Collection entries:

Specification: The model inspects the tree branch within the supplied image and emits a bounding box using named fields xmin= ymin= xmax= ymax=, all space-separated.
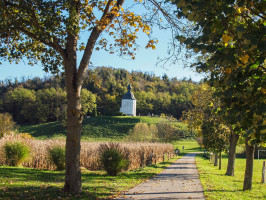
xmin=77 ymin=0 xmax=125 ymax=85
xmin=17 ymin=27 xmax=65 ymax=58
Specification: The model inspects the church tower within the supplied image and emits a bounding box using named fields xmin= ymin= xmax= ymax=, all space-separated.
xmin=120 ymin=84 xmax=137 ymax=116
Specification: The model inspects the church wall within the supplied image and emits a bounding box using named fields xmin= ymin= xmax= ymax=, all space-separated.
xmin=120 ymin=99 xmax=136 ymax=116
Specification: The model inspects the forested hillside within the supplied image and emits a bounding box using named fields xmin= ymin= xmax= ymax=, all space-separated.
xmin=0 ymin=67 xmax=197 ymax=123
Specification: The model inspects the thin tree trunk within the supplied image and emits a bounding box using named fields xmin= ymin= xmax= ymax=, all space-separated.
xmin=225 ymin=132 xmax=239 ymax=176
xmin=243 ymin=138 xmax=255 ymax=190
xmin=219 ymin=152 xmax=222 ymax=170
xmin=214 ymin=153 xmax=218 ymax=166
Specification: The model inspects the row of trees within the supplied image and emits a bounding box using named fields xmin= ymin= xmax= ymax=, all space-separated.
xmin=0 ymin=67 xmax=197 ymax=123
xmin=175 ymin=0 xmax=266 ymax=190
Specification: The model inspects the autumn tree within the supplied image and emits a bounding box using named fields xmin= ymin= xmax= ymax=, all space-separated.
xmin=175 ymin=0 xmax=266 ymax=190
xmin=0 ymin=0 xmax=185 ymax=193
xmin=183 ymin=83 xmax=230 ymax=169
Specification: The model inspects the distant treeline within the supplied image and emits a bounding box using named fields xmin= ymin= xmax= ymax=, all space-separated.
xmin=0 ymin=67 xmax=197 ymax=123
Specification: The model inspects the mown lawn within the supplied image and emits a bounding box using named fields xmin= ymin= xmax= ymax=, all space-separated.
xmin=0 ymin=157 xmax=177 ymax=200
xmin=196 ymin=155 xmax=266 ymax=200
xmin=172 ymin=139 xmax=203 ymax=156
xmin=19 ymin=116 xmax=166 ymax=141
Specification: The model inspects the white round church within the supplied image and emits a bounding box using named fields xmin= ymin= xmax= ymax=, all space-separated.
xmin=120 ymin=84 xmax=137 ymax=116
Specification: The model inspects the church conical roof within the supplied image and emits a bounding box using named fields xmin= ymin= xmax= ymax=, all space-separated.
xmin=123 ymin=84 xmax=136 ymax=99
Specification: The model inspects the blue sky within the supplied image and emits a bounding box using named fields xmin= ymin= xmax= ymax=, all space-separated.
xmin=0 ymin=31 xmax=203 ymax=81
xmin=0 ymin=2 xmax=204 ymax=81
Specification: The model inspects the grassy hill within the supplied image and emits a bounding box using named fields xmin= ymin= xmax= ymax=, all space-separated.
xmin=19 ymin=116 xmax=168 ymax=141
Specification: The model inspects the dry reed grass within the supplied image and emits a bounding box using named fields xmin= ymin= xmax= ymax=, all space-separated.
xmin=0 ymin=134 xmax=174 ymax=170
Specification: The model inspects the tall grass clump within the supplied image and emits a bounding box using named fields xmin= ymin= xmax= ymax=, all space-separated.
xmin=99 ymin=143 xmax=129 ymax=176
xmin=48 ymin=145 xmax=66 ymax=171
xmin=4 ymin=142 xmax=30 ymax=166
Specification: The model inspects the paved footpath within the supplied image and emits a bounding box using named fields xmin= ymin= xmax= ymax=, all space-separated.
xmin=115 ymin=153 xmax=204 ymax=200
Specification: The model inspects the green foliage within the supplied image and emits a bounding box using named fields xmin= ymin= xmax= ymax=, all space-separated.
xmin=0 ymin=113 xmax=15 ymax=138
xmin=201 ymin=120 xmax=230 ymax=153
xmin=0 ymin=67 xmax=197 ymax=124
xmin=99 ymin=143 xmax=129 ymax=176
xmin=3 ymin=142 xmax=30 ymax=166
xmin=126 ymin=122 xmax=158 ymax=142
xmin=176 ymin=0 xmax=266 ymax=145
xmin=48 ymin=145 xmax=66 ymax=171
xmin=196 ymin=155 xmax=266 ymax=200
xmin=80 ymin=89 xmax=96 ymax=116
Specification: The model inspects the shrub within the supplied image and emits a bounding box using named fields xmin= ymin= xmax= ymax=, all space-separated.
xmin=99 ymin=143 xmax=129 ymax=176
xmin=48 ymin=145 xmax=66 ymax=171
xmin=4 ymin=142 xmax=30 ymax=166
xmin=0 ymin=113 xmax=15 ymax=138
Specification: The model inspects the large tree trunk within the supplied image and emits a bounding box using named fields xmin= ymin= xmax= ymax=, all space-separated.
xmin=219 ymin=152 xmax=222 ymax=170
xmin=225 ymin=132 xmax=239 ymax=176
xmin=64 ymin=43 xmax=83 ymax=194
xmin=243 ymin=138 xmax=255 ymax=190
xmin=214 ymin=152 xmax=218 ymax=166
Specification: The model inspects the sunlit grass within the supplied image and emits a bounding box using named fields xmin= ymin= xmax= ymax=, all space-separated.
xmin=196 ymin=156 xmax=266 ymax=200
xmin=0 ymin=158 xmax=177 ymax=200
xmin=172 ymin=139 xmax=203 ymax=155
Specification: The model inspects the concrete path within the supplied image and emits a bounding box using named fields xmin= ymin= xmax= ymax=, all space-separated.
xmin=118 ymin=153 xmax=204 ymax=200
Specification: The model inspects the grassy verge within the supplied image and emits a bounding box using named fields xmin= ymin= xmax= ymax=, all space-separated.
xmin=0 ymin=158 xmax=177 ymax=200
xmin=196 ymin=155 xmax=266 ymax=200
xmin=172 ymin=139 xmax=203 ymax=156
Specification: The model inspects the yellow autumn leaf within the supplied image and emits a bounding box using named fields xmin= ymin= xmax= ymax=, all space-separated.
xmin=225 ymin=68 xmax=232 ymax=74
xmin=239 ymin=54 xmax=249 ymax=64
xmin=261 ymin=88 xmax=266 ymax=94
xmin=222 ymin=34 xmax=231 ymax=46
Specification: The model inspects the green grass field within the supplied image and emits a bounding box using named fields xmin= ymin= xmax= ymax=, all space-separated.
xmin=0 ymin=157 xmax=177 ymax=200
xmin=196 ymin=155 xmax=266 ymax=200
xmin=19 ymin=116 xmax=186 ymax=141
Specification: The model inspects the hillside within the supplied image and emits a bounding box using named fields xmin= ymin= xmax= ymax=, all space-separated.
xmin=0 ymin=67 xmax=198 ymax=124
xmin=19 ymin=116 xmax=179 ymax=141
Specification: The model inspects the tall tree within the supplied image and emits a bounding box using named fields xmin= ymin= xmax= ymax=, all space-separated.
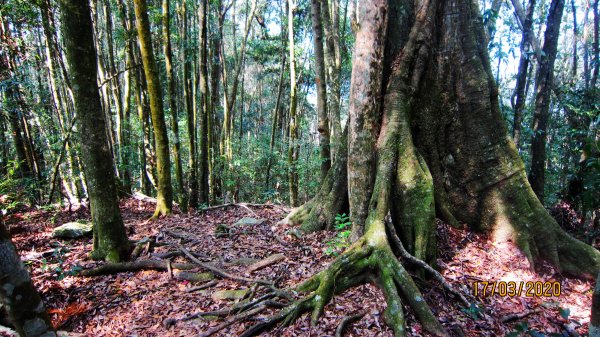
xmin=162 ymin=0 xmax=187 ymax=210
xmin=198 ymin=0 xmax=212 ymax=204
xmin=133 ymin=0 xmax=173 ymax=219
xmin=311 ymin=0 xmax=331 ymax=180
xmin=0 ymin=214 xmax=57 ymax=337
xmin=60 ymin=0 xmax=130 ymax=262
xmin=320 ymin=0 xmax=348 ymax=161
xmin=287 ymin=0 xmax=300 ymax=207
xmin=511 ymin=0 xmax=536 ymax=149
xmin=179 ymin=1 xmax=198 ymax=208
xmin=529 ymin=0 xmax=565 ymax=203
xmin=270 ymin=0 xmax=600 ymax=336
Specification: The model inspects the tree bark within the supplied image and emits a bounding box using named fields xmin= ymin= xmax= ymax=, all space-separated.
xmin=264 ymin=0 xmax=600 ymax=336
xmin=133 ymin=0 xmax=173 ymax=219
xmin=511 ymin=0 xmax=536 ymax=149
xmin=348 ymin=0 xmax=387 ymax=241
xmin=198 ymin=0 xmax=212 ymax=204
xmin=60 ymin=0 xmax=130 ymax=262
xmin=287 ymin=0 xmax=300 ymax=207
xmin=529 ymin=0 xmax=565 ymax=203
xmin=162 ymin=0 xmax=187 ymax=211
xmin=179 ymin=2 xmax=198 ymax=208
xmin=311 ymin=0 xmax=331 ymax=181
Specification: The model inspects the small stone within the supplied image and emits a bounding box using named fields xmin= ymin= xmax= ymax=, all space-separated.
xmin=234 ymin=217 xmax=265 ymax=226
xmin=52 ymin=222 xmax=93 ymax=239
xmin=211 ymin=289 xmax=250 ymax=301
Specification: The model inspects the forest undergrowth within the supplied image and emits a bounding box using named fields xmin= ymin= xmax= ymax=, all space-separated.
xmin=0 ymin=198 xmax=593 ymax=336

Exercise brief: Substitute "oak branch" for "tree branch" in the stretch of records above from their start through the line containing "xmin=17 ymin=27 xmax=65 ymax=58", and leave everything else unchanged. Don't include the pictures.

Solution to this task:
Specification: The model inspects the oak branch within the supplied image and emits a bounding box using named fields xmin= ymin= xmax= ymax=, all space-separated.
xmin=77 ymin=0 xmax=125 ymax=85
xmin=17 ymin=27 xmax=65 ymax=58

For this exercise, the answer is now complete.